### 任务要求 1
在这篇用 NAudio 录音的文章里，声音响度标准 LoudnessStant 的默认值设成了多少？

C# 使用NAudio实现录音并过滤大部分无用的杂音并使用python 识别录音内容

发表于2022-09-27 分类：技术分享评论： 0 阅读：927

NAudio 录音帮类

    public interface ISpeechRecorder
    {
        void SetFileName(string fileName);
        void StartRec();
        void StopRec();
    }
    public class NAudioRecorder : ISpeechRecorder
    {
        #region var

        /// <summary>
        /// 录音机对象
        /// </summary>
        public WaveInEvent waveSource = null;
        /// <summary>
        /// 录音写入磁盘记录者  用于截取声音测试
        /// </summary>
        public WaveFileWriter waveFile = null;
        /// <summary>
        /// 录音保存格式
        /// </summary>
        private string fileName = string.Empty;
        /// <summary>
        /// 委托声音触发时间
        /// </summary>
        public Action<byte[]> ReciveMaxData;
        /// <summary>
        /// 缓存截取声音片段
        /// </summary>
        private List<byte> CacheBuffer = new List<byte>();
        /// <summary>
        /// 记录有人说话时间
        /// </summary>
        private DateTime BeginTime = DateTime.Now;
        /// <summary>
        /// 是否有人说话标志
        /// </summary>
        private bool IsSpeeak = false;
        /// <summary>
        /// 声音响度标准
        /// </summary>
        public float LoudnessStant = 0.09F;

        #endregion
        /// <summary>
        /// 更新语音图标 1、未输入 2、错误 3、正确 4、输入
        /// </summary>
        public event Action<int> updateIcon;
        //识别开始
        public event Action<string> actionSpeechToText;

        /// <summary>
        /// 开始录音
        /// </summary>
        public void StartRec()
        {
            waveSource = new WaveInEvent();
            waveSource.WaveFormat = new WaveFormat(16000, 16, 1); // 16bit,16KHz,Mono 的录音格式
            waveSource.DataAvailable += new EventHandler<WaveInEventArgs>(waveSource_DataAvailable);
            waveSource.RecordingStopped += new EventHandler<StoppedEventArgs>(waveSource_RecordingStopped);
            waveFile = new WaveFileWriter(fileName, waveSource.WaveFormat);
            waveSource.StartRecording();
        }

        /// <summary>
        /// 停止录音
        /// </summary>
        public void StopRec()
        {
            waveSource.StopRecording();
        }

        /// <summary>
        /// 录音结束后保存的文件路径
        /// </summary>
        /// <param name="fileName">保存wav文件的路径名</param>
        public void SetFileName(string fileName)
        {
            this.fileName = fileName;
        }

        private bool isMic = true;

        /// <summary>
        /// 开始录音回调函数
        /// </summary>
        /// <param name="sender"></param>
        /// <param name="e"></param>
        private void waveSource_DataAvailable(object sender, WaveInEventArgs e)

### 任务要求 2
把记录从开头一直到含有“[(677, 630)]”的那一行（首尾都算）改写成 JSON 字符串列表，每行一个字符串，空行不要，图片也不要放进答案。

### 本题记录
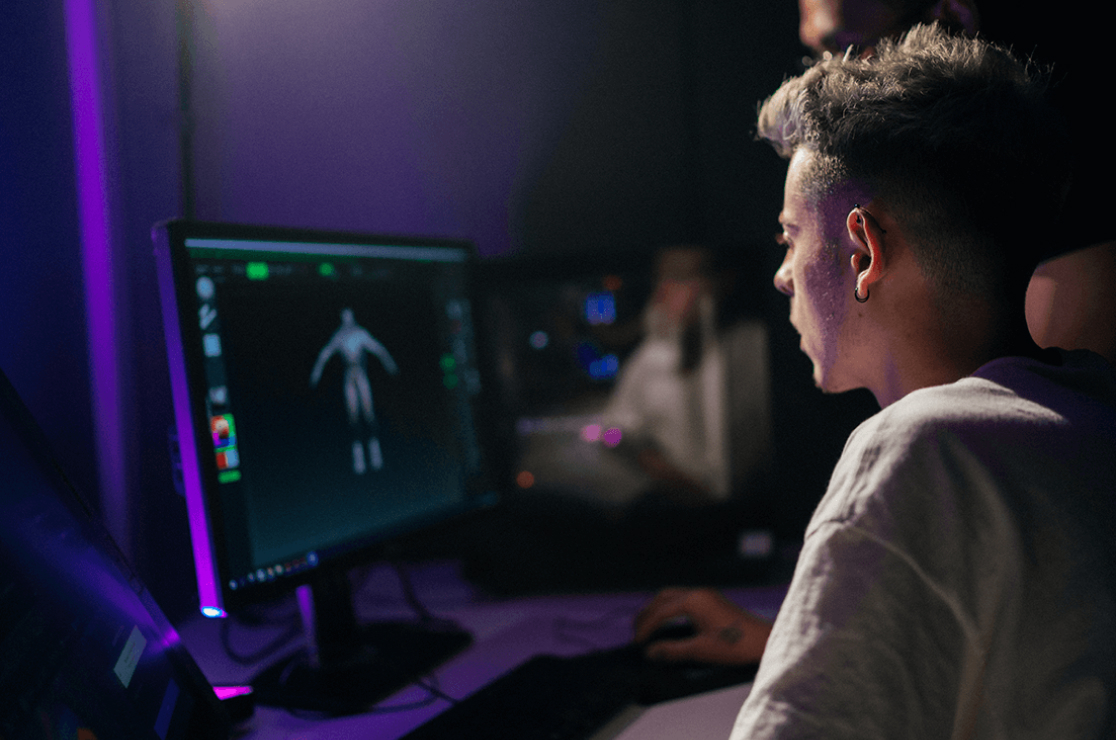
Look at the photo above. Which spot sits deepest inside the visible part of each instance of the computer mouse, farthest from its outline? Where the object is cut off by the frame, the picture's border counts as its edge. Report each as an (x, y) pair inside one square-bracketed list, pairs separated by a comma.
[(675, 630)]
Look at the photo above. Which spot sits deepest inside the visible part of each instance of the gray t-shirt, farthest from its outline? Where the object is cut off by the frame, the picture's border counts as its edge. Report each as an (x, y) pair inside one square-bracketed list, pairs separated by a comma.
[(956, 579)]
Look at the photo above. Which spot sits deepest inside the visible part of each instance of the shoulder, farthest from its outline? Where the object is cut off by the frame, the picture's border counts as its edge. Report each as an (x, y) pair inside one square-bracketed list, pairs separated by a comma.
[(1013, 423)]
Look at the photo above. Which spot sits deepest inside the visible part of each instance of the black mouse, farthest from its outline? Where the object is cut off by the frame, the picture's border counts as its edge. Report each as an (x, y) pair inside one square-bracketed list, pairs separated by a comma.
[(677, 630)]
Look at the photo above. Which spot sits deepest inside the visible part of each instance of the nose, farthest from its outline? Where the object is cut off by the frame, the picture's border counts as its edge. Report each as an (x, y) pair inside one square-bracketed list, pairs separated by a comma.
[(782, 280)]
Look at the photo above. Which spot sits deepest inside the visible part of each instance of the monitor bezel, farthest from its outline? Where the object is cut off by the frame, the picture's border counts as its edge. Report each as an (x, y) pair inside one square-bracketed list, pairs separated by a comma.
[(188, 376)]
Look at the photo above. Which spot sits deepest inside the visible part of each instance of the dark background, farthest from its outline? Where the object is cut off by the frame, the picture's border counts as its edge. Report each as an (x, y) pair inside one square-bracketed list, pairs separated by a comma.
[(586, 126)]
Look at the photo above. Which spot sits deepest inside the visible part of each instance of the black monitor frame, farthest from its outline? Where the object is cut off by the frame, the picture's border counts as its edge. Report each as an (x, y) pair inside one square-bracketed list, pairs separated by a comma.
[(320, 578)]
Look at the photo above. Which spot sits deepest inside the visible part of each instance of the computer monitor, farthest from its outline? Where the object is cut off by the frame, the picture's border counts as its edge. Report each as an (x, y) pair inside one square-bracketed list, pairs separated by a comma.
[(633, 452), (87, 653), (602, 358), (325, 388)]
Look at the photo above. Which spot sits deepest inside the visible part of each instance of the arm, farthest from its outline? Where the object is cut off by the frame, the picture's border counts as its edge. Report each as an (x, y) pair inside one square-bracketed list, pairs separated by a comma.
[(368, 343), (724, 633), (324, 356), (864, 646)]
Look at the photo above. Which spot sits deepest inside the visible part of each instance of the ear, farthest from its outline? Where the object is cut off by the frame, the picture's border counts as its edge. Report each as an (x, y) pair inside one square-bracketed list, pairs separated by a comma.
[(868, 257)]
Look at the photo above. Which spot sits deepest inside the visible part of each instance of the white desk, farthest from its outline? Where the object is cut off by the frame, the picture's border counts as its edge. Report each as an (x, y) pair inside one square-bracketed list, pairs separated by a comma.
[(506, 634)]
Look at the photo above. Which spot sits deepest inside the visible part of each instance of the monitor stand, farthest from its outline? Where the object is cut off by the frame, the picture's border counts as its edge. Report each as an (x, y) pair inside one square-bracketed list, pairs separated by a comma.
[(348, 668)]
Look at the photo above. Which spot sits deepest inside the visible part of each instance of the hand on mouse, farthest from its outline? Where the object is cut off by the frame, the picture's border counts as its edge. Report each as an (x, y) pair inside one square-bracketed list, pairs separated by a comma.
[(723, 632)]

### 参考答案 1
0.09F

### 参考答案 2
[
  "Look at the photo above. Which spot sits deepest inside the visible part of each instance of the computer mouse, farthest from its outline? Where the object is cut off by the frame, the picture's border counts as its edge. Report each as an (x, y) pair inside one square-bracketed list, pairs separated by a comma.",
  "[(675, 630)]",
  "Look at the photo above. Which spot sits deepest inside the visible part of each instance of the gray t-shirt, farthest from its outline? Where the object is cut off by the frame, the picture's border counts as its edge. Report each as an (x, y) pair inside one square-bracketed list, pairs separated by a comma.",
  "[(956, 579)]",
  "Look at the photo above. Which spot sits deepest inside the visible part of each instance of the shoulder, farthest from its outline? Where the object is cut off by the frame, the picture's border counts as its edge. Report each as an (x, y) pair inside one square-bracketed list, pairs separated by a comma.",
  "[(1013, 423)]",
  "Look at the photo above. Which spot sits deepest inside the visible part of each instance of the black mouse, farthest from its outline? Where the object is cut off by the frame, the picture's border counts as its edge. Report each as an (x, y) pair inside one square-bracketed list, pairs separated by a comma.",
  "[(677, 630)]"
]